(Short exercise):
Copy out each of the following records word for word, keeping every line unchanged.

— Start of Record list —

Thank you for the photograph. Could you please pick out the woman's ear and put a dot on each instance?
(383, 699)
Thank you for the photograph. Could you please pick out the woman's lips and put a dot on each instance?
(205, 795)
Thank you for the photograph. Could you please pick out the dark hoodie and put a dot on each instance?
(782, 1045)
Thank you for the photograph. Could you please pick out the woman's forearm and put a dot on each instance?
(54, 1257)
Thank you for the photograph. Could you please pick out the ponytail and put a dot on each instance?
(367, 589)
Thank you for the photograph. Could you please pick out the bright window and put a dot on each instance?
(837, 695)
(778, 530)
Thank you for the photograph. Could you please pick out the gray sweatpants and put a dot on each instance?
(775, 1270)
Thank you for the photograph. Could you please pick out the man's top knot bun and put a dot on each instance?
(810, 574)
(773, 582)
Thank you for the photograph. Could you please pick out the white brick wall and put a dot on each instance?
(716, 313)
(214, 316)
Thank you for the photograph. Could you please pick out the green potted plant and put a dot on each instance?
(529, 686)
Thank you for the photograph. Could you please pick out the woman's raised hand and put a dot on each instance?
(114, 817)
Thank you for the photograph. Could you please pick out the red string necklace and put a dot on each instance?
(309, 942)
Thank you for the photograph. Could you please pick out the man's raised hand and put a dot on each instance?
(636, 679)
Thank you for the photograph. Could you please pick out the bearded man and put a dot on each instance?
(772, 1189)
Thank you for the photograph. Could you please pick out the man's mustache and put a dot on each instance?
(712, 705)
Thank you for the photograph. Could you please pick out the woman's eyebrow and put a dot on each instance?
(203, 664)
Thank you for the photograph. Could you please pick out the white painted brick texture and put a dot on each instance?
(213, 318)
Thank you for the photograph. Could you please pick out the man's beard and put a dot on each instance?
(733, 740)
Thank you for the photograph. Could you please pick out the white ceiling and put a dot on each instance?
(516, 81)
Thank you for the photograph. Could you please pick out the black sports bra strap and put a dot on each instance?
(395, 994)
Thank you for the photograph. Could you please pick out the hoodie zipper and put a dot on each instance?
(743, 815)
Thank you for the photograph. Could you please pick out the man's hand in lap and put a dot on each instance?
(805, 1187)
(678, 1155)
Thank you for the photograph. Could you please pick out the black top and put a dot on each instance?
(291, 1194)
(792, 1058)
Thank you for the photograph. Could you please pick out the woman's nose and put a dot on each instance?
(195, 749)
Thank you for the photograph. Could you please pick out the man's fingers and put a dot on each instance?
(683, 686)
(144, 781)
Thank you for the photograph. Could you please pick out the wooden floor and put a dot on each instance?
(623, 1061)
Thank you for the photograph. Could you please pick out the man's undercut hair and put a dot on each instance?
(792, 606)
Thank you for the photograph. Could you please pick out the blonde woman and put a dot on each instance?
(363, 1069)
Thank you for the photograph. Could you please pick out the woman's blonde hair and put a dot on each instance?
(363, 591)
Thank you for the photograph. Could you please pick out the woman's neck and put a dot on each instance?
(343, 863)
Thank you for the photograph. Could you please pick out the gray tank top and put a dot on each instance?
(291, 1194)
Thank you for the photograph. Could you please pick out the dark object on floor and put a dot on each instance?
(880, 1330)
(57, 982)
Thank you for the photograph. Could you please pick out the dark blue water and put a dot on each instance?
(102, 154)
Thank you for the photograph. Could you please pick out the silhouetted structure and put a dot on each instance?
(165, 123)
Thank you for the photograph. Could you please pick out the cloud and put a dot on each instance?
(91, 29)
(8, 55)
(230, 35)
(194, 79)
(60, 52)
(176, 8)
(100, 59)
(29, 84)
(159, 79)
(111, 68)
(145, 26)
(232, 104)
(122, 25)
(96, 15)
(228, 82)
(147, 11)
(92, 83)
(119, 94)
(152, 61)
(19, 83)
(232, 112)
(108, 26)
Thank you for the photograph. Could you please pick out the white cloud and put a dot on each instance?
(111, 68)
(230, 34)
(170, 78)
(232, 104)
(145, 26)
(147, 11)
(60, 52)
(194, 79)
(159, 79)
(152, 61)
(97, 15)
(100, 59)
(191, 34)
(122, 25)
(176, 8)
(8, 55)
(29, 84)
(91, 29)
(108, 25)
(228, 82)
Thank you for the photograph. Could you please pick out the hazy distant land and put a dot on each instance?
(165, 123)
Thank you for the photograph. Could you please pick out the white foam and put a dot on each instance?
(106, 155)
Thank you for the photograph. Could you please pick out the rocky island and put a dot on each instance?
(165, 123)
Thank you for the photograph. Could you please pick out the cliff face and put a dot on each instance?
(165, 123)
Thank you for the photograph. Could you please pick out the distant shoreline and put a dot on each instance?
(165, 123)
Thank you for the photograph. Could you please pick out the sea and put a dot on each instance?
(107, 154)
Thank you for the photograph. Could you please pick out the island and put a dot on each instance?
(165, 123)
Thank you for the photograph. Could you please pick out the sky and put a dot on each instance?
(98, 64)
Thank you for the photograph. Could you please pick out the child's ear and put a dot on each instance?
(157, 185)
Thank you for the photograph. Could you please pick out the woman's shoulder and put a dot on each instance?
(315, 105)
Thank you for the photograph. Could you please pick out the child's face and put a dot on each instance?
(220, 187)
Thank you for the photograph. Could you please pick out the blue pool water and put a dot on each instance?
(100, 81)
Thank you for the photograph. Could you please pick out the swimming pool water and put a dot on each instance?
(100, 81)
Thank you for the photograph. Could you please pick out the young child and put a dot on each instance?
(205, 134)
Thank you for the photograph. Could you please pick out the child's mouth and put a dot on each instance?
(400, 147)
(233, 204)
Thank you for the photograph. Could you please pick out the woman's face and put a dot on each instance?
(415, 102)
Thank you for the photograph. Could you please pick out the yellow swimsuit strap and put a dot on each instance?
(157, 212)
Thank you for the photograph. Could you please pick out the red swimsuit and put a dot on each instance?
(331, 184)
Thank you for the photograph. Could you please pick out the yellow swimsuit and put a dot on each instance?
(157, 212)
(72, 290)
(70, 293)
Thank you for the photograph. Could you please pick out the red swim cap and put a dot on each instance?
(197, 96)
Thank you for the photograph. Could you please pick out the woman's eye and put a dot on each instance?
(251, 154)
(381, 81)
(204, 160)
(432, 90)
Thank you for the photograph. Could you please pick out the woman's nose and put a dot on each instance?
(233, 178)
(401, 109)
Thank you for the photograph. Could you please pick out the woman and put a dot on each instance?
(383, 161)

— End of Record list —

(Task solution):
Thank you for the photograph. Could you please pick out the woman's ear and put a dot on each instance?
(383, 699)
Thank you for the photograph. Could you please pick out the woman's lips and put a dot on each instance?
(205, 795)
Thank you for the photograph. Could you please pick out the dark hoodie and put a dot on each instance?
(782, 1045)
Thank you for the photograph. Could you please pick out the woman's forearm and put a dot on each instance?
(54, 1257)
Thank you for the photograph. Could you please pick out the ponytail and put a dot on each instance?
(367, 589)
Thank you for the photograph. Could you please pick out the bright window and put a dot on each instance?
(837, 695)
(778, 530)
Thank you for the photograph. Could you please pick out the gray sweatpants and put a dot on each instance?
(775, 1270)
Thank you for the photograph. Could you please pick out the man's top knot bun and put a dot on each instance?
(810, 574)
(773, 582)
Thank you for the photograph. Could you please pick out the white brick wall and put a dot on each instance?
(716, 313)
(214, 316)
Thank you for the photograph. Could you please pick out the green potted plant and put a dot on each instance?
(529, 686)
Thank you for the photograph. Could you please pick out the woman's raised hand and put a dot on each instance?
(114, 817)
Thank you for the photograph. Could you please pick out the red string necklace and put a dot on each instance?
(309, 942)
Thank you for the photograph. Could you please pick out the man's raised hand and put a dot on each instance?
(636, 679)
Thank you for the photograph. Could you please pick out the bearded man and put a dot on each instance?
(772, 1189)
Thank you for the photograph. Could you please pick out the man's mustache and put a dot on each instance?
(712, 705)
Thank you for the photograph. Could you please pick out the woman's eyebrow and put a dot on each instance?
(203, 664)
Thank you for the photograph. Could you please pick out the white painted brick texture and put a dot on each instance?
(213, 318)
Thank you for the photograph. Could you please pick out the man's beard and put a dot on each instance?
(733, 740)
Thank you for the photograph. Could you please pick out the white ceiling and put a dot on each instance?
(516, 81)
Thank you for the photograph. Could you please pick out the black sports bra strap and put a dot on each instance?
(395, 994)
Thank you for the photograph. Could you please pick out the hoodie zipper and put a dot on each instance?
(743, 815)
Thank you for the photograph. Could you please pick out the man's hand in lap and put a dot on each instance?
(805, 1187)
(678, 1155)
Thank you for the photograph. Could you please pick out the black top and put a dot on each instance?
(291, 1194)
(792, 1058)
Thank you for the photograph. Could you please pick out the woman's nose and put a dot on each instance?
(195, 749)
Thank you for the photograph. Could you please pick out the man's fingers and put a dot on each instance?
(683, 686)
(144, 781)
Thank you for the photograph. Could you please pick out the wooden floor and put a dot on each instance?
(623, 1061)
Thank you for the photograph. Could you please pick out the man's undercut hair and put a dot on each instance?
(792, 606)
Thank you for the photograph. Could you please pick out the blonde woman and put a dot on each instance?
(363, 1069)
Thank you for the photograph. Could you please pick out the woman's blonde hair and put a dot on each instance?
(363, 591)
Thank you for the photograph. Could you please pick out the woman's neck and put a dot on each instance?
(343, 863)
Thank you for the photograph. Could you please pick out the gray tank top and put a dot on each instance?
(291, 1194)
Thank you for the photograph. Could you please pick out the dark object on floor and put a dot on each instance?
(880, 1330)
(57, 982)
Thank you for the photograph. Could you please pick out the dark blue water and put a dot on each instance?
(102, 154)
Thank you for the photograph. Could you please pick out the silhouetted structure and put a dot on each instance?
(165, 123)
Thank you for the photograph. Could you please pick out the cloud and put a dot on each instance?
(91, 29)
(8, 55)
(230, 35)
(194, 79)
(60, 52)
(176, 8)
(100, 59)
(29, 84)
(159, 79)
(111, 68)
(145, 26)
(232, 104)
(122, 25)
(96, 15)
(228, 82)
(147, 11)
(92, 83)
(119, 94)
(152, 61)
(19, 83)
(232, 112)
(108, 26)
Thank you for the photograph. Could you please pick out the white cloud and put a dot on each instance?
(111, 68)
(230, 34)
(170, 78)
(232, 104)
(145, 26)
(147, 11)
(60, 52)
(194, 79)
(159, 79)
(152, 61)
(97, 15)
(100, 59)
(191, 34)
(122, 25)
(176, 8)
(8, 55)
(29, 84)
(91, 29)
(108, 25)
(228, 82)
Thank you for the photograph. Could you please pick out the hazy distant land and put a dot on each instance?
(165, 123)
Thank you for the photograph. Could you please pick out the white foam and put a dot on each instance?
(106, 155)
Thank you for the photograph. Could you please pick out the rocky island and put a dot on each instance?
(165, 123)
Thank you for the photograph. Could you please pick out the cliff face and put a dot on each instance?
(165, 123)
Thank you for the photograph. Could you please pick out the distant shoreline and put a dot on each instance?
(165, 123)
Thank you for the photograph. Could you please pick out the sea and put a dot on each instance?
(107, 154)
Thank you for the photograph. Could you please pick out the island and put a dot on each instance?
(165, 123)
Thank you for the photograph. Could you please pick out the sky and put a dot on each instance?
(98, 64)
Thank you for the photograph. Could you please pick out the child's ear and put a dot on each instance?
(157, 185)
Thank you for the photograph. Could you please pick out the woman's shoulder and put a dot on each instance?
(315, 105)
Thank you for the photograph. Could you please pick out the child's face and put a dot on each instance?
(220, 187)
Thank you for the photograph. Could you please pick out the blue pool water and put a dot on each instance?
(100, 81)
Thank you for the photograph. Could you please pick out the swimming pool water and put a dot on each instance?
(100, 81)
Thank you for the photograph. Could you please pick out the young child and put a dot on each instance?
(205, 134)
Thank you for the photograph. Could you please pick out the child's mouth and put a dot on each instance?
(400, 147)
(233, 204)
Thank you for the photograph. Could you please pick out the woman's face and put a dot on each instance?
(415, 102)
Thank you for the photograph. Could you please pick out the yellow swimsuit strap and put a dot on each instance?
(157, 212)
Thank you for the photograph. Could you please pick out the red swimsuit and put a dot on each instance?
(331, 184)
Thank you for the photograph. Could you please pick out the yellow swimsuit and put a dot on each instance?
(157, 212)
(72, 290)
(70, 293)
Thank you for the photograph. Could you please pick out the red swim cap and put a dot on each instance?
(197, 96)
Thank you for the photograph. Could you please pick out the woman's eye and put a dot on each instance?
(251, 154)
(381, 81)
(204, 160)
(432, 90)
Thank you for the photograph. Could you please pick out the woman's nose and put a dot on each instance?
(233, 178)
(401, 109)
Thank you for the photograph. Could you please pick out the woman and put a dot on each instance?
(383, 161)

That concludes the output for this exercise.